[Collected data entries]
──────

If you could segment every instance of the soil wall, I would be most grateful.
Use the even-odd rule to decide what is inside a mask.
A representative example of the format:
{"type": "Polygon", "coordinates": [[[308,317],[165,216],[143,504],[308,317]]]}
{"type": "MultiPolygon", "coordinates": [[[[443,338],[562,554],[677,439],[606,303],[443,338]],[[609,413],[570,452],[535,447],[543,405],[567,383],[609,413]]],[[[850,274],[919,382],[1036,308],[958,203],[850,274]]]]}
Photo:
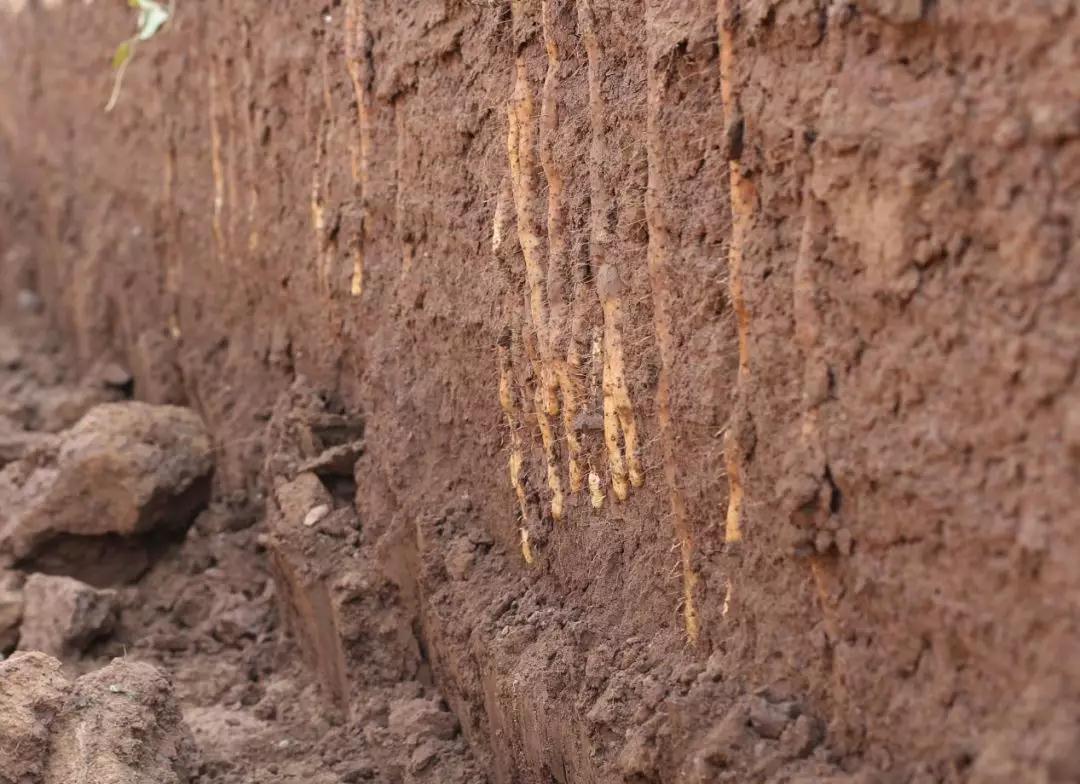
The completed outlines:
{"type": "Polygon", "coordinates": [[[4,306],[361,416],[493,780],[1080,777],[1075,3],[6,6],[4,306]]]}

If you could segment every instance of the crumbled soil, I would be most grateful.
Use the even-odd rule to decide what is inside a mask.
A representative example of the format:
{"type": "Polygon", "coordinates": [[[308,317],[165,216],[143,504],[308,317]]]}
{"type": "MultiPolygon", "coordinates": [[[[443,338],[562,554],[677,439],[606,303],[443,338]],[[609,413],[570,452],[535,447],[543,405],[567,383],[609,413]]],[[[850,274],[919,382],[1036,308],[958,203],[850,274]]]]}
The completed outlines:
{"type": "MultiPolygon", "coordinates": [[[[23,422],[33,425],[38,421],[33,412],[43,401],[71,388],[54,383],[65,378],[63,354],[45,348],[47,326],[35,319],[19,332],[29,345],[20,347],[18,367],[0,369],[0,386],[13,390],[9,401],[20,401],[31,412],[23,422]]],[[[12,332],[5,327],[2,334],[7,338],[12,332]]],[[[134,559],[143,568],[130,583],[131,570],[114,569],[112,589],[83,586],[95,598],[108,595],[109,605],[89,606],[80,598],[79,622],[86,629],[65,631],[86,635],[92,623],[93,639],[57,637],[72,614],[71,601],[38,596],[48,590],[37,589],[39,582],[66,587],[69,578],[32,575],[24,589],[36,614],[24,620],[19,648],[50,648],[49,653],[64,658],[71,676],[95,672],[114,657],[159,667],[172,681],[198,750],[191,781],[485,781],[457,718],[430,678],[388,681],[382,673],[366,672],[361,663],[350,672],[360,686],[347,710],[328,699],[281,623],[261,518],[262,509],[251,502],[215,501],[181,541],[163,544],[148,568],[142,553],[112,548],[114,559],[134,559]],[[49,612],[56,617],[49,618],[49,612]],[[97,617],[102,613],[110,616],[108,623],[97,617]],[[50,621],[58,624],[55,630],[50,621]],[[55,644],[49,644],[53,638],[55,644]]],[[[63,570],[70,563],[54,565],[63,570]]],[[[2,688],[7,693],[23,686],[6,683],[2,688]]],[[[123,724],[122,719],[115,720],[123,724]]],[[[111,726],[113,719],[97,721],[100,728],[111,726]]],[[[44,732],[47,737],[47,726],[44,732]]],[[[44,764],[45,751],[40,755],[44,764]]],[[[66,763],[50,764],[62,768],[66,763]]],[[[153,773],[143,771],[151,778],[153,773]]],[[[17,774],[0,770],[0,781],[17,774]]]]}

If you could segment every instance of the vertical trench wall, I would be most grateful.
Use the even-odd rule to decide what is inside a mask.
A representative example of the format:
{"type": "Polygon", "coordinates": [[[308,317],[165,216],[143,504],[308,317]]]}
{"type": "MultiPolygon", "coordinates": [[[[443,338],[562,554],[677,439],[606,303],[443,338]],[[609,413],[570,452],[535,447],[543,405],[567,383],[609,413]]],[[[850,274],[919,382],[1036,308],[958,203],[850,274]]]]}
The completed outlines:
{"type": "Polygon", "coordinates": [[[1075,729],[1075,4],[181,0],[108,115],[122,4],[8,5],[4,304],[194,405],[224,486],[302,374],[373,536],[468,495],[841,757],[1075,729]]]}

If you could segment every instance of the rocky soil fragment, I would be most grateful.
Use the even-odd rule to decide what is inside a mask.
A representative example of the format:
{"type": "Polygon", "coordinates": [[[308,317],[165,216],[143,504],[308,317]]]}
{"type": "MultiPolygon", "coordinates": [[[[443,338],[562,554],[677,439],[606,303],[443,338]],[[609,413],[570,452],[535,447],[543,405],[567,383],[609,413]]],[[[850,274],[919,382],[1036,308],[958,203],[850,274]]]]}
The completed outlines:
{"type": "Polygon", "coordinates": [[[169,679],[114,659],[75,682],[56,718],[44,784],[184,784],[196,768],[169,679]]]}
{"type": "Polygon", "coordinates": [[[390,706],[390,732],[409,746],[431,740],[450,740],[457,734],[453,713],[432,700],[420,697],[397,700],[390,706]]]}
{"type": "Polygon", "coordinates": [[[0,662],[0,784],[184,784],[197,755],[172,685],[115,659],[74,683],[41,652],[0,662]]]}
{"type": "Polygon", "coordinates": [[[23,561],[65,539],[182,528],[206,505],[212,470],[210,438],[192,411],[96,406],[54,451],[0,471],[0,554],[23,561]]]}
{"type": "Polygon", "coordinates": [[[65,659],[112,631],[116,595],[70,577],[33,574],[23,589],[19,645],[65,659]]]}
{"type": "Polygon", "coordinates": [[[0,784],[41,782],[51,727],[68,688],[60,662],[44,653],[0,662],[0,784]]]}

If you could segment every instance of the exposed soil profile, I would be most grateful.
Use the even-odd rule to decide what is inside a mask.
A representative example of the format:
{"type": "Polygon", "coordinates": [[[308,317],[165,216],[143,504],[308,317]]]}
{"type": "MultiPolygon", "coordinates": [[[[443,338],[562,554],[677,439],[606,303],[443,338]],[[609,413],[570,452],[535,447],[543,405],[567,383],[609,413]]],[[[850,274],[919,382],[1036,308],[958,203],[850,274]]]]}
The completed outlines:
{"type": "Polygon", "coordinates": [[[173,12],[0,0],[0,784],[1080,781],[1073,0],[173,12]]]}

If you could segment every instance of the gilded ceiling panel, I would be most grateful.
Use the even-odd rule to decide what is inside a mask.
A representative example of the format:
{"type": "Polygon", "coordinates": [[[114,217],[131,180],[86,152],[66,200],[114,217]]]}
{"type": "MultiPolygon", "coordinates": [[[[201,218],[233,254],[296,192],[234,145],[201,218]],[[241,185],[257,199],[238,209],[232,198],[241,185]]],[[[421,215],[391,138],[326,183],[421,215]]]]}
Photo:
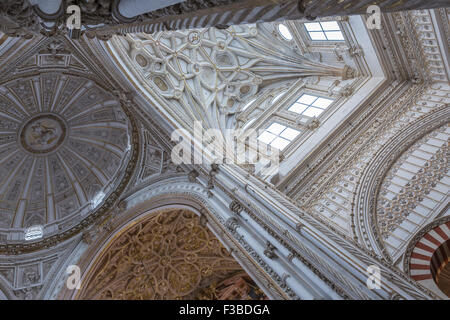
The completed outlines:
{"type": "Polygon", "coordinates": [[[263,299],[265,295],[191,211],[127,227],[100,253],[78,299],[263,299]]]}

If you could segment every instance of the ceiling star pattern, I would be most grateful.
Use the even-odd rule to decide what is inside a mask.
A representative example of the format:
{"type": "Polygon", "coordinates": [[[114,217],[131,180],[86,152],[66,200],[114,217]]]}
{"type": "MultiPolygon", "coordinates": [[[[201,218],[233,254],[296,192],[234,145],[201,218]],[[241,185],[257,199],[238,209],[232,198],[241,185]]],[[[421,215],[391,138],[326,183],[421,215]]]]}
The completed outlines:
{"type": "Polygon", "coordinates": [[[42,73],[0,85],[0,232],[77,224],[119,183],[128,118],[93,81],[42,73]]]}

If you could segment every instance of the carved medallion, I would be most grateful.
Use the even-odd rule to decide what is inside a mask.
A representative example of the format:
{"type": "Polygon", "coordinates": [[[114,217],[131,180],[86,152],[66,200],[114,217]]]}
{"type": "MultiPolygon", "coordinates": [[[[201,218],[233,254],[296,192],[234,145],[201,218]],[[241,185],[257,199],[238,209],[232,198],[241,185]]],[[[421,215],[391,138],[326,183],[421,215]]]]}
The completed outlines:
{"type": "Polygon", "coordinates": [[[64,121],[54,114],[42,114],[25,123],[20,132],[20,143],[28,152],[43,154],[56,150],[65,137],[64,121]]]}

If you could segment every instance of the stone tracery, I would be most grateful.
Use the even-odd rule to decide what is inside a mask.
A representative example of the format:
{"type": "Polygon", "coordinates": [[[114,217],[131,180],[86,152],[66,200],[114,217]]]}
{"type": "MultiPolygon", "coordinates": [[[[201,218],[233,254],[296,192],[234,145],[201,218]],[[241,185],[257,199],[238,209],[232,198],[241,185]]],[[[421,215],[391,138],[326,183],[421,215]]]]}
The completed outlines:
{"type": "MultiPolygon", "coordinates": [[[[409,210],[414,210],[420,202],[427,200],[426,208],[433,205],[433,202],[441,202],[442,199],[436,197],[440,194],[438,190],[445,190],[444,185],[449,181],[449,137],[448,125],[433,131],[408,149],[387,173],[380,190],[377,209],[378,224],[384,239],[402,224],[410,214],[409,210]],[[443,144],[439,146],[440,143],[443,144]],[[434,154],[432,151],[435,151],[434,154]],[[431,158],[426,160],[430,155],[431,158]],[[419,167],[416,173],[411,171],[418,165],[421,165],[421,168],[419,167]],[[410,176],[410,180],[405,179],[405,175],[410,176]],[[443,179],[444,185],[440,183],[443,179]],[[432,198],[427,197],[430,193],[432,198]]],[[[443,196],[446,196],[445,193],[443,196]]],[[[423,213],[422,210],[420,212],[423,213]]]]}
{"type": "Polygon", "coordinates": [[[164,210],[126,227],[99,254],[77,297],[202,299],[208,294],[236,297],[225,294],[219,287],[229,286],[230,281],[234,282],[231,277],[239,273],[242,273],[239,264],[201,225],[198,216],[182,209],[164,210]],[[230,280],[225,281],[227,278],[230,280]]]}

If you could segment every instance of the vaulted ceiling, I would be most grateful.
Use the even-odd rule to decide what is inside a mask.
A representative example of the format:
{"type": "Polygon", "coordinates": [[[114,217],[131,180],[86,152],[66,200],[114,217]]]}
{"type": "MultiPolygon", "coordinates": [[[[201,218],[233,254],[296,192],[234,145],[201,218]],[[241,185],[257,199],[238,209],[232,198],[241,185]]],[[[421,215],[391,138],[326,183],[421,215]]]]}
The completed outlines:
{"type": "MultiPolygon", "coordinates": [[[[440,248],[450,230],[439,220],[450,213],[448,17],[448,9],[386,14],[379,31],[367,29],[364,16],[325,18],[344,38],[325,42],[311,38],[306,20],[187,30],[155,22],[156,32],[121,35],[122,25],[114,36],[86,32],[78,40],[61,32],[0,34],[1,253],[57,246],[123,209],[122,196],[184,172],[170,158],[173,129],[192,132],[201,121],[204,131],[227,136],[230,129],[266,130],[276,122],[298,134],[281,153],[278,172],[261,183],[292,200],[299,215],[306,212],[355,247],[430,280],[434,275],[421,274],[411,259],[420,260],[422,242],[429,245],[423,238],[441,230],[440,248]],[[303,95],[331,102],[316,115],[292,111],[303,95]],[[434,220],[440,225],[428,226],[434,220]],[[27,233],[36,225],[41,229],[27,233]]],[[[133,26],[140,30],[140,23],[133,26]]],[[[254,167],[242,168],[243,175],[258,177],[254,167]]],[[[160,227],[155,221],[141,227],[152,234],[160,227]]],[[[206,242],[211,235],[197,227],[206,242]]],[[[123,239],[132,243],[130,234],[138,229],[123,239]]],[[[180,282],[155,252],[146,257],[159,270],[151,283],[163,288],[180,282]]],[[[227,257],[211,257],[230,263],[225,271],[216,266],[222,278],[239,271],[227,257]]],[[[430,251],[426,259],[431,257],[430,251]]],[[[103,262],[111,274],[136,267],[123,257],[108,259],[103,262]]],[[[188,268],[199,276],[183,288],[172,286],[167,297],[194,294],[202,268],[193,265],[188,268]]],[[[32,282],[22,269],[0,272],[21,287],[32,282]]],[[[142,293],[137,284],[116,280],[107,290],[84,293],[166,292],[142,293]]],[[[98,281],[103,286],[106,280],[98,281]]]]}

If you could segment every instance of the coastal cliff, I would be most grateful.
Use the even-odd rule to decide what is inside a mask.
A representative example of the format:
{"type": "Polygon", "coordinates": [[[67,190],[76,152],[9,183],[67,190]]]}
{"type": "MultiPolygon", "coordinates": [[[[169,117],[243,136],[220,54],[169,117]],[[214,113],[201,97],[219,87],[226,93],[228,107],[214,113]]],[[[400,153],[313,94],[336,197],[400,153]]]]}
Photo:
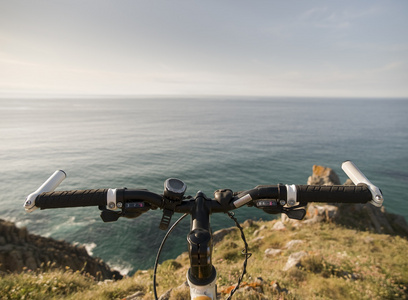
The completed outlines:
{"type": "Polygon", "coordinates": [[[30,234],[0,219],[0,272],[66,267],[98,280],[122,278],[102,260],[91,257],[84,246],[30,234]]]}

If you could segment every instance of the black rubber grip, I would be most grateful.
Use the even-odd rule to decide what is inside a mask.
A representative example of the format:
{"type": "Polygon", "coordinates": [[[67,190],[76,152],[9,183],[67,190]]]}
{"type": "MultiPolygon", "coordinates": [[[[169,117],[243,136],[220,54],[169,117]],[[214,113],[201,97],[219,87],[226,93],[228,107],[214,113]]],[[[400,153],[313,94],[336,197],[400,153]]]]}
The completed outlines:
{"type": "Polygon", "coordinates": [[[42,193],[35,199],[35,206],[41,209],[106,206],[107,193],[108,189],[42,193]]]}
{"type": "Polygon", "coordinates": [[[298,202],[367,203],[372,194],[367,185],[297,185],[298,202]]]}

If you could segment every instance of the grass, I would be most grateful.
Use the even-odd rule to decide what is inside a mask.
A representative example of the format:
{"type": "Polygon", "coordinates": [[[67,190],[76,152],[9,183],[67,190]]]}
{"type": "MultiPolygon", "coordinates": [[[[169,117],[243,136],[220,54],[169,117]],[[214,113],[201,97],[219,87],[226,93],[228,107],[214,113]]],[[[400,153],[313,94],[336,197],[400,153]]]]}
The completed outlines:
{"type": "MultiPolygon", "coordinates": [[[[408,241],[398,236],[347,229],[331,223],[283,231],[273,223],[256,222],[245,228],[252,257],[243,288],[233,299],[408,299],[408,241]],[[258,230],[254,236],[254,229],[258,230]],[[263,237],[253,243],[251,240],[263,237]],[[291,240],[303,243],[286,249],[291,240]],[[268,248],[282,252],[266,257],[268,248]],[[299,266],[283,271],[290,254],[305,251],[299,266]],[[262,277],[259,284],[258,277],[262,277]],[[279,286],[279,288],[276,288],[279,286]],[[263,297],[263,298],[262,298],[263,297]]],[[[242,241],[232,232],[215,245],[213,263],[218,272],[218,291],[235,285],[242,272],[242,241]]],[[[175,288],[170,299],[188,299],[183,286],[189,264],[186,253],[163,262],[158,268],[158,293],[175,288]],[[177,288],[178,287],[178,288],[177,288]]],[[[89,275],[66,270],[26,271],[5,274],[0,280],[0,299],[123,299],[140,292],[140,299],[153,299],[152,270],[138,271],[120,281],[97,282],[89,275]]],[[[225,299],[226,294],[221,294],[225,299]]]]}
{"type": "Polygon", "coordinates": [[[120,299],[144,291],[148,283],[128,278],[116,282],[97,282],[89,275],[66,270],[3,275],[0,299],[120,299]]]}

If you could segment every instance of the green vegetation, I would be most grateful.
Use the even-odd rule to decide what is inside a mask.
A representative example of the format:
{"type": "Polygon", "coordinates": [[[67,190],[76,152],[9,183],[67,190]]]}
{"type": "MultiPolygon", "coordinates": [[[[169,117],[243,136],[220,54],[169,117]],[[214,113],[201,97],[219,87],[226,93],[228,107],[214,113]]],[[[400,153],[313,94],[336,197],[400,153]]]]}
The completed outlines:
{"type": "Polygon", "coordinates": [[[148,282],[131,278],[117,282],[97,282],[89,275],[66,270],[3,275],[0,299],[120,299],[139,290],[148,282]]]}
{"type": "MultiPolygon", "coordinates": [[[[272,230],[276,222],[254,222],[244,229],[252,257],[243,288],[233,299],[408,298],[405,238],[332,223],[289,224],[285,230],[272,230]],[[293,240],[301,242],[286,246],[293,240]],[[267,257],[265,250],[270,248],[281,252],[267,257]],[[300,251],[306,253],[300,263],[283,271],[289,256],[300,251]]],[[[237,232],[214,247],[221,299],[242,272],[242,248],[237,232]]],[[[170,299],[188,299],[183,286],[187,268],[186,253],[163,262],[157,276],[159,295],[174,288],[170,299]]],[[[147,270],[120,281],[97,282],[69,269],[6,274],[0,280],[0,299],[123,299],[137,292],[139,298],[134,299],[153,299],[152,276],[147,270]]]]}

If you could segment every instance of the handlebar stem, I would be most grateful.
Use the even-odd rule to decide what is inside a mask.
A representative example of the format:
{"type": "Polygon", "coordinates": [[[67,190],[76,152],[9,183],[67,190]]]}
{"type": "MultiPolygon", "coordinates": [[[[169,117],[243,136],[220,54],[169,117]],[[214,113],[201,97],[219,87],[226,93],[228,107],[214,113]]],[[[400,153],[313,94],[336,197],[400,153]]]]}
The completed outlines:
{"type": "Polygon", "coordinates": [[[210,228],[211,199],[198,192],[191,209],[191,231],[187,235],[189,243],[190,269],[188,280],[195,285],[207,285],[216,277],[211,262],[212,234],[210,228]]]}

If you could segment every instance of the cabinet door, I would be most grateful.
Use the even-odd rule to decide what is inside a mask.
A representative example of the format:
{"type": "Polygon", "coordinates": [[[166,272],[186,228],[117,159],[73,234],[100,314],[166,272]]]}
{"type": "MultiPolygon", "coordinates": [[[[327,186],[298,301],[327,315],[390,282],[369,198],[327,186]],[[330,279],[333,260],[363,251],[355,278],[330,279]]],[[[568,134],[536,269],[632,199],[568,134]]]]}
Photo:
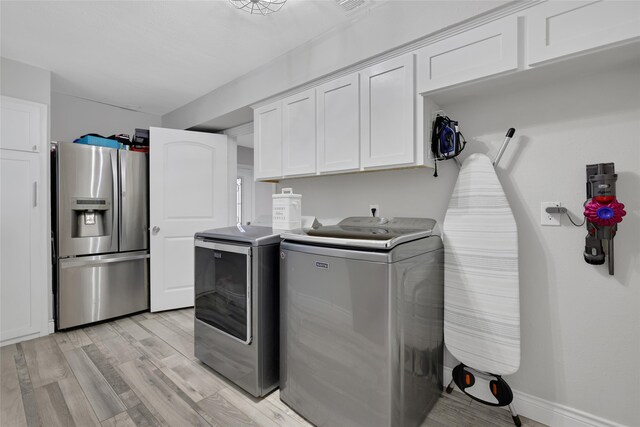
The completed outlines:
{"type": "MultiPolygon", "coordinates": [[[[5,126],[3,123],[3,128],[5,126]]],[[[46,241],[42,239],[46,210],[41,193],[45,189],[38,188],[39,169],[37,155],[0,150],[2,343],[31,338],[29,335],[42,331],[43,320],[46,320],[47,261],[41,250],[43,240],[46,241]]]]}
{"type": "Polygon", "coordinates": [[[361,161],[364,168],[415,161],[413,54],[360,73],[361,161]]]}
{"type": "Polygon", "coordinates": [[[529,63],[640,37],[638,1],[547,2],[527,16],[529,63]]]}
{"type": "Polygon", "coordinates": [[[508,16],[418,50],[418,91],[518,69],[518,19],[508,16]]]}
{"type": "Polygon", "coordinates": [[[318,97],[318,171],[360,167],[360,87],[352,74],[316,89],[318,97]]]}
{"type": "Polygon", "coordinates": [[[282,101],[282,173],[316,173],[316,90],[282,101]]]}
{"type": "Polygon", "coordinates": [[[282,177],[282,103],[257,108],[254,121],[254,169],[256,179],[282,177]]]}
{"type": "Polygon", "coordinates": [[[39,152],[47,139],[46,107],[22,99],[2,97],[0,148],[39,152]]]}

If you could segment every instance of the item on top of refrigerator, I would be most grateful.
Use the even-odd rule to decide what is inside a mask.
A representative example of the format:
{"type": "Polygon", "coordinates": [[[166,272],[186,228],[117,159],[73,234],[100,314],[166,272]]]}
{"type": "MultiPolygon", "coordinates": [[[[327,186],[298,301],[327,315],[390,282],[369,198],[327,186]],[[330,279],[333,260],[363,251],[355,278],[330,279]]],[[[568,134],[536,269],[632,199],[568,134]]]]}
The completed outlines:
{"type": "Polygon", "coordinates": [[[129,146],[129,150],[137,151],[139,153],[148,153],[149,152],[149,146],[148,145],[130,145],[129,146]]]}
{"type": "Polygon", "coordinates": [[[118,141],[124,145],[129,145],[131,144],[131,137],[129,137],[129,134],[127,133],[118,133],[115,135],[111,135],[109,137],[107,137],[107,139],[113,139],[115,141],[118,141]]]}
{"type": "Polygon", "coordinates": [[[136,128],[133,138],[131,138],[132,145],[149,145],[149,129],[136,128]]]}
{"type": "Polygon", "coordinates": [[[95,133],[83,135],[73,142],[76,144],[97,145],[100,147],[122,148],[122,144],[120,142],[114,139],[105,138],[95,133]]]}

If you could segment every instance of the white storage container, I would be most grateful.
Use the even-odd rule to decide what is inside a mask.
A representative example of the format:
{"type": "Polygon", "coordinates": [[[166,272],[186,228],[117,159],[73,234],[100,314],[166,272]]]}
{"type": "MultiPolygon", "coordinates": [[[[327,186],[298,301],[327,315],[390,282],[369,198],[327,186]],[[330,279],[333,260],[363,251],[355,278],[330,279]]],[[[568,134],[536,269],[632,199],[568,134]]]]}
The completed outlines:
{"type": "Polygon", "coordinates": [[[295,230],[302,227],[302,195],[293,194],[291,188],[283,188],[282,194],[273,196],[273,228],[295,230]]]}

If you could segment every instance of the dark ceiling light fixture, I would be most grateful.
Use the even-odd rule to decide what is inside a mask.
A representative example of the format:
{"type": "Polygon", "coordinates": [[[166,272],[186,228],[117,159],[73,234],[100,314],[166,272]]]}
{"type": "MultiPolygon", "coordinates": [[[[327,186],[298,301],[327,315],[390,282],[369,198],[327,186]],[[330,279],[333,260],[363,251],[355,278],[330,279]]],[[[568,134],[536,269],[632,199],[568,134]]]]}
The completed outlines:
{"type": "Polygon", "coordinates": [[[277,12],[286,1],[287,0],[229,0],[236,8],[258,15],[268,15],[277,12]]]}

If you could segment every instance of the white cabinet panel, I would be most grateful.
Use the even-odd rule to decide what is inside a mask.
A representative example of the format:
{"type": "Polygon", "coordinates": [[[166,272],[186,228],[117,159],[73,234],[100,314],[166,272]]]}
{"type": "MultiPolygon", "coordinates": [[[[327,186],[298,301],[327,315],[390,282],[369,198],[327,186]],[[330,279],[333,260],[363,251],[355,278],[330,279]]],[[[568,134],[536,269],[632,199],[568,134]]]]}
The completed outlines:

──────

** Directions for this task **
When the word "soil" occurs in a line above, list that line.

** Output of the task **
If you could segment every instance of the soil wall, I would be most grateful.
If you could segment every instance of the crumbled soil, I would be most grateful.
If you could segment every instance of the rocky soil fragment, I would be most grateful.
If you could segment every instance of the exposed soil profile, I would be most grateful.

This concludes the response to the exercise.